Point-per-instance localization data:
━━━━━━━━━━━━━━━━━━━━
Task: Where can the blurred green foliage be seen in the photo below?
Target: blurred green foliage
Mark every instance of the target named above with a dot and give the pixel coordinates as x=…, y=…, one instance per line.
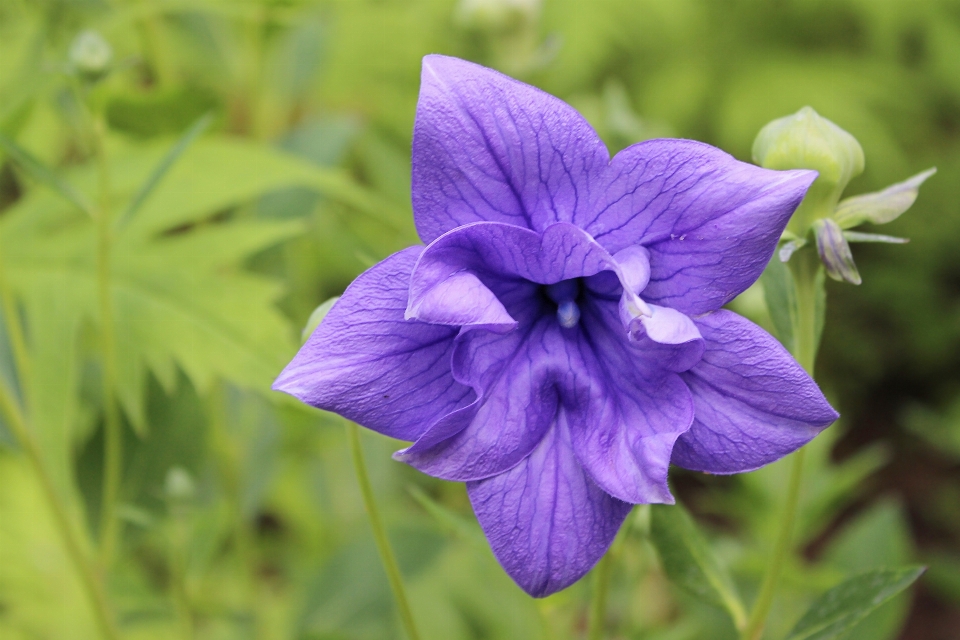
x=240, y=513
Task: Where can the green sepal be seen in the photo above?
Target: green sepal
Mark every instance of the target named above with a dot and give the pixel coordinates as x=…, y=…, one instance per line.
x=881, y=207
x=856, y=236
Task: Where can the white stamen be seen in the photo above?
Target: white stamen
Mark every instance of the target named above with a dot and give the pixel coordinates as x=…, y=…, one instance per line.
x=568, y=314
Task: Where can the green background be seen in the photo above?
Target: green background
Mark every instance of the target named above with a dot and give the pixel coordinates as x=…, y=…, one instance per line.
x=242, y=517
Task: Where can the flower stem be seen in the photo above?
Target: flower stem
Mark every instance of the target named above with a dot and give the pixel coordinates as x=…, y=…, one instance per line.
x=380, y=534
x=598, y=604
x=804, y=266
x=88, y=576
x=113, y=442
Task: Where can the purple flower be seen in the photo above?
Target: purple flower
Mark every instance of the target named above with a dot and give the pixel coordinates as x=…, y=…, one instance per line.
x=560, y=339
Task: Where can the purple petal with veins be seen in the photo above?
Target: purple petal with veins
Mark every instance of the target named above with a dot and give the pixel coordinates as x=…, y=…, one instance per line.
x=559, y=342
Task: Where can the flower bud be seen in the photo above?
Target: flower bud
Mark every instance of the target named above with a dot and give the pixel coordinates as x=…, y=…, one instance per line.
x=807, y=140
x=835, y=251
x=90, y=55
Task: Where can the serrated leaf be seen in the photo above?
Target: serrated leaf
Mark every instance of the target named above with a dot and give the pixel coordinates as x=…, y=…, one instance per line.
x=162, y=168
x=217, y=173
x=37, y=575
x=179, y=298
x=449, y=520
x=881, y=207
x=836, y=612
x=690, y=562
x=44, y=175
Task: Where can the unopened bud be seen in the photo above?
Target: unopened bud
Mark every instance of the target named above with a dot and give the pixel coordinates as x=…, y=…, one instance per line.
x=90, y=55
x=806, y=140
x=835, y=251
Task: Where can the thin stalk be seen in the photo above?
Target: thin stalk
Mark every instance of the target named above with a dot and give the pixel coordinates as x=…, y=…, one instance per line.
x=804, y=266
x=228, y=464
x=18, y=344
x=88, y=575
x=380, y=534
x=113, y=436
x=598, y=603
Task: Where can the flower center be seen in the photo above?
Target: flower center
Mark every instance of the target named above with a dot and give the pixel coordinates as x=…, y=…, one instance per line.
x=564, y=294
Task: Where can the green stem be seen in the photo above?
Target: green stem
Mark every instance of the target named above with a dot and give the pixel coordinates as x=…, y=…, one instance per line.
x=598, y=604
x=113, y=436
x=21, y=357
x=380, y=534
x=804, y=266
x=88, y=576
x=229, y=462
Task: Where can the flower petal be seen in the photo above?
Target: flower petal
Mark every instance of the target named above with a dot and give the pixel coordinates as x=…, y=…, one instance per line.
x=489, y=148
x=754, y=404
x=546, y=520
x=515, y=378
x=624, y=425
x=460, y=300
x=710, y=222
x=368, y=364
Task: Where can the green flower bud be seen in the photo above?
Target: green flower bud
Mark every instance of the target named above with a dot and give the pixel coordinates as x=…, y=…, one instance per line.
x=90, y=55
x=807, y=140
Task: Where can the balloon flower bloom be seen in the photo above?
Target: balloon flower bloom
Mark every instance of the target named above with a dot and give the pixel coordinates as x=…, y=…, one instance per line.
x=559, y=340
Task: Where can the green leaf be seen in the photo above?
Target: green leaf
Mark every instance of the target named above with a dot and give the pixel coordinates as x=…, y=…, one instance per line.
x=44, y=175
x=836, y=612
x=780, y=294
x=161, y=170
x=180, y=299
x=881, y=207
x=221, y=172
x=690, y=563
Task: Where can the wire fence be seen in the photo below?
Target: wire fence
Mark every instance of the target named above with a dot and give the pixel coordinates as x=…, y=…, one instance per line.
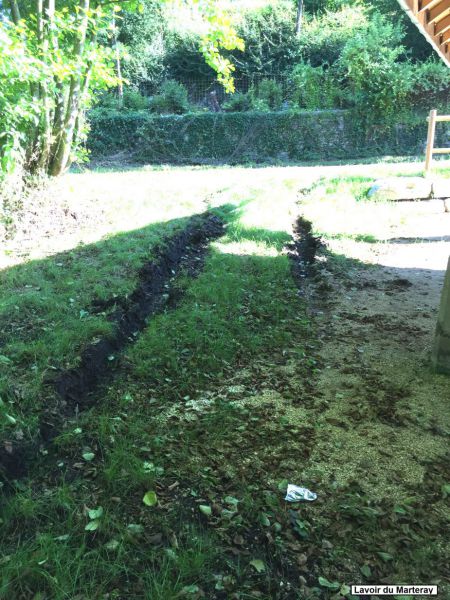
x=203, y=92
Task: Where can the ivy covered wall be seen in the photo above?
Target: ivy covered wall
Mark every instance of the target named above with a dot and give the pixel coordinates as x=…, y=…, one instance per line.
x=205, y=138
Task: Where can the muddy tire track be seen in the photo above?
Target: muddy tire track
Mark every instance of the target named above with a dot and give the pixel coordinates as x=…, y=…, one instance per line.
x=78, y=389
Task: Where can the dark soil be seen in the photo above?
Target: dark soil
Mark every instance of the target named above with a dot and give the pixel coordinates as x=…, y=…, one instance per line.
x=76, y=388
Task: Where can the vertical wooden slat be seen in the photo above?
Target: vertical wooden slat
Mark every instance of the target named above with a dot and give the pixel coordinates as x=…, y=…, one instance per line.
x=430, y=139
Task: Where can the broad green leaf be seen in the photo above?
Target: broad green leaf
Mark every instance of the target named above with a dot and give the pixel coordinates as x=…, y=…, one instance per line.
x=366, y=570
x=205, y=509
x=385, y=556
x=231, y=500
x=150, y=498
x=446, y=490
x=264, y=520
x=92, y=525
x=135, y=528
x=258, y=565
x=95, y=513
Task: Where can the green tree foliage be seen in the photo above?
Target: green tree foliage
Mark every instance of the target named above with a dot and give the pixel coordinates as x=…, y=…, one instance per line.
x=271, y=46
x=172, y=99
x=53, y=59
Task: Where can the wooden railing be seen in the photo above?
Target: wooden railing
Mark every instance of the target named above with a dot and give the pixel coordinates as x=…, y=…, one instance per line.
x=432, y=120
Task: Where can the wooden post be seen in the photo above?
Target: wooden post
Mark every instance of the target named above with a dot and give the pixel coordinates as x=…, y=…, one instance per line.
x=430, y=140
x=441, y=348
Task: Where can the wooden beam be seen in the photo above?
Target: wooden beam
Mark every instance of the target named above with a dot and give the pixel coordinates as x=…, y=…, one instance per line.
x=434, y=31
x=428, y=4
x=439, y=11
x=442, y=25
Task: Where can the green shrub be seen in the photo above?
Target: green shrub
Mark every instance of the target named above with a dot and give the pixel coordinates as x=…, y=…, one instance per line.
x=133, y=100
x=171, y=100
x=238, y=102
x=240, y=137
x=314, y=88
x=267, y=95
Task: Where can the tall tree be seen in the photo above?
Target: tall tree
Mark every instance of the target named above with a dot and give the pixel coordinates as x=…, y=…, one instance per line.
x=66, y=53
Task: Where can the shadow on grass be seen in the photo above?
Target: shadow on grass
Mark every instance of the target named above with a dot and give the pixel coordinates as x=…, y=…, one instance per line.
x=242, y=307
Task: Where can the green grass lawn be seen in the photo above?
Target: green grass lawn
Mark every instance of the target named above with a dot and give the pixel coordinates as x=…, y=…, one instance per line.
x=172, y=484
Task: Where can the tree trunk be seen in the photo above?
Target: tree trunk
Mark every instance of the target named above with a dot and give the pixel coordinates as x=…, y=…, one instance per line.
x=65, y=134
x=118, y=63
x=15, y=12
x=298, y=20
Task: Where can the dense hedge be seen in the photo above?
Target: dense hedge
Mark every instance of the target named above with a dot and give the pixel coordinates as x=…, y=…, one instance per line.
x=256, y=136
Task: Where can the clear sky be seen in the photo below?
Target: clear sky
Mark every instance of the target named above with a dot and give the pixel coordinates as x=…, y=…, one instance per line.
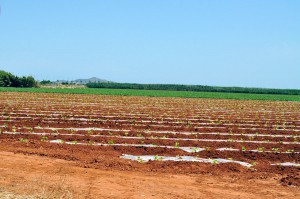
x=252, y=43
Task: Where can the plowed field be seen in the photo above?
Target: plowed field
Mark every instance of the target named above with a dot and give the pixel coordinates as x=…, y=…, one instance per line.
x=247, y=139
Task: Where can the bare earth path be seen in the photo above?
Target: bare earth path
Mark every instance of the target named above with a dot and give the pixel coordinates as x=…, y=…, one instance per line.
x=49, y=178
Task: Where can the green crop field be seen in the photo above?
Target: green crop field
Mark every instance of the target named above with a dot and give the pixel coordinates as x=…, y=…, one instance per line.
x=157, y=93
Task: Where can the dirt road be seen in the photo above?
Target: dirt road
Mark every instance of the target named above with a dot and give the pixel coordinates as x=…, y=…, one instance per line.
x=54, y=178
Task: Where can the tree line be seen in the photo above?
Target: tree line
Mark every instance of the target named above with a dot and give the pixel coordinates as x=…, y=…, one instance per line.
x=9, y=80
x=195, y=88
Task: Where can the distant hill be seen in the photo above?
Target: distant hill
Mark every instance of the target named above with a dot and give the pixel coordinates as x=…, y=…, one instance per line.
x=90, y=80
x=85, y=81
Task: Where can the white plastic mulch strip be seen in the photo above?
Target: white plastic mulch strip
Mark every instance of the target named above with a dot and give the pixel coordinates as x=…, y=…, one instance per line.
x=156, y=138
x=146, y=158
x=187, y=149
x=288, y=164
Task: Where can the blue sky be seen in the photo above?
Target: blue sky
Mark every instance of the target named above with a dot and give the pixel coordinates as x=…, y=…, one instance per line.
x=224, y=43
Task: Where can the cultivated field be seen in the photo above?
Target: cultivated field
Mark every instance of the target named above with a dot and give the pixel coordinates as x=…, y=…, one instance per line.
x=245, y=139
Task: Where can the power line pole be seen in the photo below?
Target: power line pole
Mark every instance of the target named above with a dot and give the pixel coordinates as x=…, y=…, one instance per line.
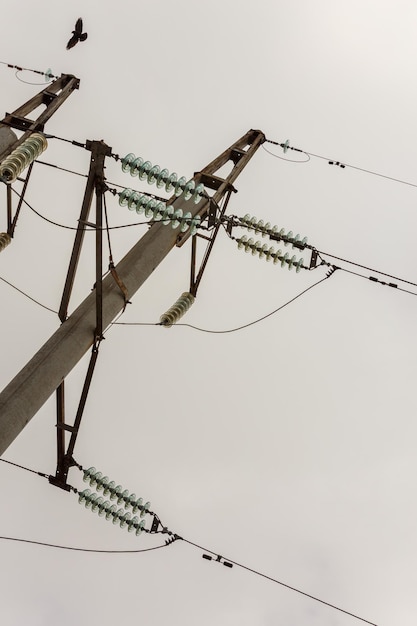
x=45, y=372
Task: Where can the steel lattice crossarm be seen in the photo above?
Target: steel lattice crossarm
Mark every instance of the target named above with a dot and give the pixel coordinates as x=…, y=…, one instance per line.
x=46, y=371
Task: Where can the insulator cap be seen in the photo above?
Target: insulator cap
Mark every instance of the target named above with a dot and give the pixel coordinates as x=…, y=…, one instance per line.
x=177, y=310
x=22, y=157
x=5, y=239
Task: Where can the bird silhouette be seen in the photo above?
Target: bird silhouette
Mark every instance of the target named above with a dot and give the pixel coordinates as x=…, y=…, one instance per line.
x=77, y=34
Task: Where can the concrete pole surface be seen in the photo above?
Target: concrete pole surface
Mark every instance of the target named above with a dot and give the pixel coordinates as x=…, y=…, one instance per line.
x=34, y=384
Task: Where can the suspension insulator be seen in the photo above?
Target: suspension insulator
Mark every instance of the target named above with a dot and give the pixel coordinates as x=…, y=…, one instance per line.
x=22, y=157
x=97, y=504
x=114, y=492
x=158, y=211
x=262, y=250
x=5, y=239
x=258, y=226
x=177, y=310
x=154, y=175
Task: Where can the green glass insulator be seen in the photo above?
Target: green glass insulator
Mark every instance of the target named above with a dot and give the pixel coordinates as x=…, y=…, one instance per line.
x=150, y=208
x=133, y=524
x=84, y=495
x=277, y=256
x=109, y=488
x=186, y=222
x=195, y=224
x=298, y=266
x=110, y=512
x=124, y=196
x=252, y=223
x=117, y=516
x=144, y=170
x=138, y=505
x=94, y=478
x=90, y=500
x=115, y=492
x=256, y=247
x=249, y=244
x=136, y=166
x=241, y=243
x=291, y=262
x=288, y=238
x=145, y=509
x=123, y=496
x=159, y=211
x=97, y=503
x=171, y=182
x=264, y=251
x=198, y=193
x=133, y=200
x=162, y=178
x=259, y=227
x=88, y=473
x=125, y=519
x=176, y=218
x=167, y=216
x=189, y=189
x=180, y=186
x=284, y=259
x=153, y=174
x=103, y=508
x=127, y=160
━━━━━━━━━━━━━━━━━━━━
What this task involves.
Please, from the entries above, set down exactly the lines from the one containing "Task: Where can the broad" through the one containing "Target: green tree foliage", and only those.

Answer section.
Task: Where can the broad green leaf be seen in the photo above?
Target: broad green leaf
Mark every instance of the target named above with a dot and give the pixel coordinates as x=…, y=…, one instance per line.
x=366, y=570
x=205, y=509
x=385, y=556
x=231, y=500
x=150, y=498
x=446, y=490
x=264, y=520
x=92, y=525
x=135, y=528
x=258, y=565
x=95, y=513
Task: Where can the green tree foliage be seen in the photo above?
Target: green tree foliage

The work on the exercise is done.